** Opening Recorded information block **

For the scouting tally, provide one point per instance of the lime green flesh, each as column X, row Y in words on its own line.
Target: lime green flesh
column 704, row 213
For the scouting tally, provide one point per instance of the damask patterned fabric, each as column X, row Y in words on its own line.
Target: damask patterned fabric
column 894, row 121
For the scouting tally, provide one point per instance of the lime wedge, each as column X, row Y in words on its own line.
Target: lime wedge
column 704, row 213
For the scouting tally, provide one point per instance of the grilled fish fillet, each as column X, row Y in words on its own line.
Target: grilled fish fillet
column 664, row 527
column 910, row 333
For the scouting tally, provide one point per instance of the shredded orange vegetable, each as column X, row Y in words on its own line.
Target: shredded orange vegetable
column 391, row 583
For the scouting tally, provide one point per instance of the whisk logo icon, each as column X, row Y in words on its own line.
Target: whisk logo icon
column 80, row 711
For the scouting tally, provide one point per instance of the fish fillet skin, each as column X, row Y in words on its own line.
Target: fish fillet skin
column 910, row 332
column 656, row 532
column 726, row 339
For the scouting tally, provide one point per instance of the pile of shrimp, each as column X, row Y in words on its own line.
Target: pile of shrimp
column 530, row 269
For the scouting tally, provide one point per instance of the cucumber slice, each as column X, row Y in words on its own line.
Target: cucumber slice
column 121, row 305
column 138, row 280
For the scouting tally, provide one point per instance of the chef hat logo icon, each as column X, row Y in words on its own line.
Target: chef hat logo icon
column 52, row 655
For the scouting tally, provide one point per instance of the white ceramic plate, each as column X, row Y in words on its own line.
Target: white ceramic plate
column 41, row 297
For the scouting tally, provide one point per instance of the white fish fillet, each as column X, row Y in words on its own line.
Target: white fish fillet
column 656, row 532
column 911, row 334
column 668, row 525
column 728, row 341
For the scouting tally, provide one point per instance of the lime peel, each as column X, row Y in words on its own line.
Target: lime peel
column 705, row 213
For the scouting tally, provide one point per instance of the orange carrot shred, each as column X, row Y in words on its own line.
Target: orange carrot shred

** Closing Recorded information block **

Brief:
Only the line that contains "Target: white ceramic plate" and the lines after it, through the end of the data above, are to be repeated exactly.

Reply:
Target: white ceramic plate
column 41, row 297
For the scouting tally, provide one point per instance of the white fish fillet, each as column X, row Y in words on its own line.
Target: white fish fillet
column 656, row 532
column 911, row 334
column 668, row 525
column 728, row 341
For the scouting tally, provide one point per instance of the lime peel, each as column X, row Y in words on its own line.
Target: lime peel
column 705, row 213
For the scouting tally, provide one point per instance of the orange carrot shred, each as column X, row Y in words on its own line.
Target: orange carrot shred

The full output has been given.